▸ Input rows:
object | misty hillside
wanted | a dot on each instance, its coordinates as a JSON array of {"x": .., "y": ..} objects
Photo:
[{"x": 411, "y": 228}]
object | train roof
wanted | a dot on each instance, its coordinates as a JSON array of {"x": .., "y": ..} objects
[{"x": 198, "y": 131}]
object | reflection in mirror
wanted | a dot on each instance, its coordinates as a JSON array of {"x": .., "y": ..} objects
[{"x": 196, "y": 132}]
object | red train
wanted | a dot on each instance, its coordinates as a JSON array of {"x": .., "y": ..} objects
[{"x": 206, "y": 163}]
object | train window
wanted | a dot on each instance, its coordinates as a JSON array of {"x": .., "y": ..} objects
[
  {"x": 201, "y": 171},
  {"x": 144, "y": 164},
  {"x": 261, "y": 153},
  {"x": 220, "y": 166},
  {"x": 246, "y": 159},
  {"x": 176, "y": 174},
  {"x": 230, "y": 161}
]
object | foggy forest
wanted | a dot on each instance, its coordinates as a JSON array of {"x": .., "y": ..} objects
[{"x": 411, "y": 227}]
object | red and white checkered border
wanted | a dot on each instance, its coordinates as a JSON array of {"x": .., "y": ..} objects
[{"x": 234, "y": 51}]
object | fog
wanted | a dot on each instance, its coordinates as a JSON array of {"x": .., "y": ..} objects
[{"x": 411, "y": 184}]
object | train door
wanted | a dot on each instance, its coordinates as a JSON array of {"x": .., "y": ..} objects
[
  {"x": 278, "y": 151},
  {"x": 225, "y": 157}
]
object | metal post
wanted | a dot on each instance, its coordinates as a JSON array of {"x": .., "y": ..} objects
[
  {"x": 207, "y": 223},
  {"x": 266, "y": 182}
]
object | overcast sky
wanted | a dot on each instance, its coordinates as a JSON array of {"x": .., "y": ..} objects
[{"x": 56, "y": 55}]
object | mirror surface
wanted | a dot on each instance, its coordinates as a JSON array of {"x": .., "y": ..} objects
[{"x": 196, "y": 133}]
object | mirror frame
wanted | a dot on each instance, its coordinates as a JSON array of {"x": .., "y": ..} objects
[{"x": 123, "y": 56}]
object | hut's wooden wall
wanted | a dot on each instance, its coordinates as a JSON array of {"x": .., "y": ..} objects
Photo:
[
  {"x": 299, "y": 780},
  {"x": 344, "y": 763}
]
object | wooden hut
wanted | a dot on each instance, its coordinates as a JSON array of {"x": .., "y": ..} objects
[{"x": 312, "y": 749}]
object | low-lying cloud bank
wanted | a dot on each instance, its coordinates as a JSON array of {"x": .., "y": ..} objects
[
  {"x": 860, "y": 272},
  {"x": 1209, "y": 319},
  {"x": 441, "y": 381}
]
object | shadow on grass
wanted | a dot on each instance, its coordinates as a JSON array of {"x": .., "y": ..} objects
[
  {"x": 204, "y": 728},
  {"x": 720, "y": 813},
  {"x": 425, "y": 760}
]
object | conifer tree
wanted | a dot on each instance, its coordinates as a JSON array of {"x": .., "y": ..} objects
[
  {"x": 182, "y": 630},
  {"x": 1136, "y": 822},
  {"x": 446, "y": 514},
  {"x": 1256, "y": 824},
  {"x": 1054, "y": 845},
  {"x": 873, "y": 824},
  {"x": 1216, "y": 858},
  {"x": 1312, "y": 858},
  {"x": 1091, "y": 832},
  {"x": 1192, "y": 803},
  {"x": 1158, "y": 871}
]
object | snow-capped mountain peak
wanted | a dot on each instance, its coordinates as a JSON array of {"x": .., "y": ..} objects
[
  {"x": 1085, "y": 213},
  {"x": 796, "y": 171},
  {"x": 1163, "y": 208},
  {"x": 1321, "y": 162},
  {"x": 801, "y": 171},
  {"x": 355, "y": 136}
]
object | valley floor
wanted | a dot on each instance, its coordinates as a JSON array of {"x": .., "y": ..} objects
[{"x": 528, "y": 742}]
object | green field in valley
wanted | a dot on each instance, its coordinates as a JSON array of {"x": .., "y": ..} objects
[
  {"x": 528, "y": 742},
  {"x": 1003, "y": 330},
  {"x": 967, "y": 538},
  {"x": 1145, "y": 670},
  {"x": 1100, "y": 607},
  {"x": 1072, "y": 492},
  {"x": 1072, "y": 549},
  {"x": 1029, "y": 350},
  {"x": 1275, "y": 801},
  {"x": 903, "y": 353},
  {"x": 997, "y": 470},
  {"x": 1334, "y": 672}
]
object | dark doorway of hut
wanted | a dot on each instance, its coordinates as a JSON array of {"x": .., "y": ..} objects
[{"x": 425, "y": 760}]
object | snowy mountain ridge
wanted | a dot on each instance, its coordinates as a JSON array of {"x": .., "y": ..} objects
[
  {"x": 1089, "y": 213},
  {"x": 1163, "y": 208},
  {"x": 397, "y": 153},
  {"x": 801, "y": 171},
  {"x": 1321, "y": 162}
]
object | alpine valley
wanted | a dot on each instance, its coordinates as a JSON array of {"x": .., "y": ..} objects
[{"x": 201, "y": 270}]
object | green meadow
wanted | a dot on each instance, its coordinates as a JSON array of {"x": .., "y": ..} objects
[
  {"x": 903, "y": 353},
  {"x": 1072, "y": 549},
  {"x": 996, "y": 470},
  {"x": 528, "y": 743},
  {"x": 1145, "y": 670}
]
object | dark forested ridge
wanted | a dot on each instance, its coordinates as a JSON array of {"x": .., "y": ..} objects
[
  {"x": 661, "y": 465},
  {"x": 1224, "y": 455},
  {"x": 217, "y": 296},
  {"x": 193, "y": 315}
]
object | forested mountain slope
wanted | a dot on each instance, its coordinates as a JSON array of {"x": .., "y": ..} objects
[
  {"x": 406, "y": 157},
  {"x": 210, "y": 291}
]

▸ Exercise brief:
Reproduce all of the data above, swapping each occurrence of "a dot on each instance" for "one point per instance" and keeping every other character unchanged.

▸ Result:
object | misty hillside
wanted | one point per instance, its coordinates as a JSON array of {"x": .., "y": ..} objects
Photo:
[{"x": 411, "y": 228}]
object | train roof
wanted | one point per instance, its coordinates as a JSON array of {"x": .., "y": ..} objects
[{"x": 198, "y": 131}]
object | reflection in mirror
wanted | one point per instance, its coordinates as a JSON array of {"x": .., "y": ..} objects
[{"x": 196, "y": 132}]
object | red train
wanted | one point per instance, its coordinates as a JSON array of {"x": .., "y": ..} objects
[{"x": 206, "y": 163}]
object | train window
wanted | one point per instance, its coordinates as a JSON array of {"x": .., "y": ..} objects
[
  {"x": 201, "y": 171},
  {"x": 144, "y": 164},
  {"x": 261, "y": 153},
  {"x": 220, "y": 166},
  {"x": 246, "y": 159},
  {"x": 176, "y": 174},
  {"x": 230, "y": 161}
]
object | foggy forest
wanted | one point per instance, its coordinates as a JSON array of {"x": .., "y": ..} objects
[{"x": 411, "y": 227}]
object | red and white checkered border
wanted | one point per instance, its coordinates as a JSON array of {"x": .., "y": ..} objects
[{"x": 234, "y": 51}]
object | fog
wanted | one point per instance, its coordinates as a JSON array of {"x": .., "y": ..} objects
[{"x": 411, "y": 184}]
object | train door
wanted | one point per instance, its coordinates as a JSON array of {"x": .., "y": ..} objects
[
  {"x": 278, "y": 151},
  {"x": 225, "y": 157}
]
object | metal post
wanted | one point per instance, its coordinates as a JSON array of {"x": .., "y": ..} objects
[
  {"x": 207, "y": 223},
  {"x": 266, "y": 182}
]
object | overcast sky
wanted | one point per instance, its coordinates as a JSON array of {"x": .., "y": ..} objects
[{"x": 56, "y": 55}]
object | mirror surface
wanted | one point per instance, its coordinates as a JSON array of {"x": .., "y": ..} objects
[{"x": 196, "y": 133}]
object | mirror frame
wanted | one point per instance, its coordinates as a JSON array of {"x": .., "y": ..} objects
[{"x": 123, "y": 56}]
object | hut's wooden wall
wanted | one point per instance, its coordinates as a JSON array of {"x": .., "y": ..} objects
Photo:
[
  {"x": 299, "y": 780},
  {"x": 344, "y": 763}
]
object | wooden hut
wanted | one point per instance, its coordinates as a JSON array of {"x": .., "y": ..} objects
[{"x": 312, "y": 749}]
object | low-lying cloud bank
wanted | one point per instance, its coordinates as a JSON array of {"x": .., "y": ..} objects
[
  {"x": 860, "y": 272},
  {"x": 1209, "y": 319},
  {"x": 441, "y": 381}
]
object | shadow on grass
wanted | one point per instance, its coordinates as a JSON array of {"x": .., "y": ..} objects
[
  {"x": 204, "y": 728},
  {"x": 720, "y": 813},
  {"x": 425, "y": 760}
]
object | conifer tree
wanted | one point per instance, its coordinates as a JSON array of {"x": .., "y": ..} objects
[
  {"x": 182, "y": 630},
  {"x": 1136, "y": 822},
  {"x": 446, "y": 514},
  {"x": 1256, "y": 824},
  {"x": 1054, "y": 845},
  {"x": 873, "y": 824},
  {"x": 1216, "y": 858},
  {"x": 1312, "y": 858},
  {"x": 1091, "y": 832},
  {"x": 1192, "y": 803},
  {"x": 1158, "y": 871}
]
object | snow-capped mountain peak
wanted | one point per instance, its coordinates as a JSON array of {"x": .., "y": ..} objects
[
  {"x": 1085, "y": 213},
  {"x": 796, "y": 171},
  {"x": 1163, "y": 208},
  {"x": 1321, "y": 162},
  {"x": 801, "y": 171},
  {"x": 355, "y": 136}
]
object | valley floor
wanted | one point per instance, its coordinates as a JSON array of {"x": .., "y": ..} objects
[{"x": 528, "y": 742}]
object | green field in valley
wanted | one point per instance, its coordinates as a JSON array of {"x": .., "y": ..} objects
[
  {"x": 528, "y": 742},
  {"x": 1003, "y": 330},
  {"x": 967, "y": 538},
  {"x": 1145, "y": 670},
  {"x": 1100, "y": 607},
  {"x": 1072, "y": 492},
  {"x": 1072, "y": 549},
  {"x": 1029, "y": 350},
  {"x": 1275, "y": 801},
  {"x": 903, "y": 353},
  {"x": 997, "y": 470},
  {"x": 1334, "y": 672}
]
object | dark doorway of hut
wanted | one point per instance, its coordinates as a JSON array of {"x": .., "y": ..} objects
[{"x": 425, "y": 760}]
object | snowy mountain ridge
wanted | one point per instance, its coordinates as a JSON array of {"x": .., "y": ..} objects
[
  {"x": 1089, "y": 213},
  {"x": 1163, "y": 208},
  {"x": 397, "y": 153},
  {"x": 801, "y": 171},
  {"x": 1321, "y": 162}
]
object | alpine valley
wanted | one point per instance, its coordinates as a JSON array of {"x": .., "y": ..} objects
[{"x": 201, "y": 270}]
object | green meadow
wanted | one point per instance, its coordinates as a JSON array of {"x": .., "y": ..} objects
[
  {"x": 903, "y": 353},
  {"x": 1072, "y": 549},
  {"x": 996, "y": 470},
  {"x": 528, "y": 743},
  {"x": 1145, "y": 670}
]
object | dark forested ridge
wanted | one point per instance, its coordinates as a JSON array of {"x": .., "y": ..} objects
[
  {"x": 661, "y": 465},
  {"x": 1224, "y": 455},
  {"x": 217, "y": 296},
  {"x": 193, "y": 315}
]
object | forested mountain slope
wanted | one point per instance, its coordinates as a JSON array of {"x": .., "y": ..} objects
[
  {"x": 406, "y": 157},
  {"x": 210, "y": 291}
]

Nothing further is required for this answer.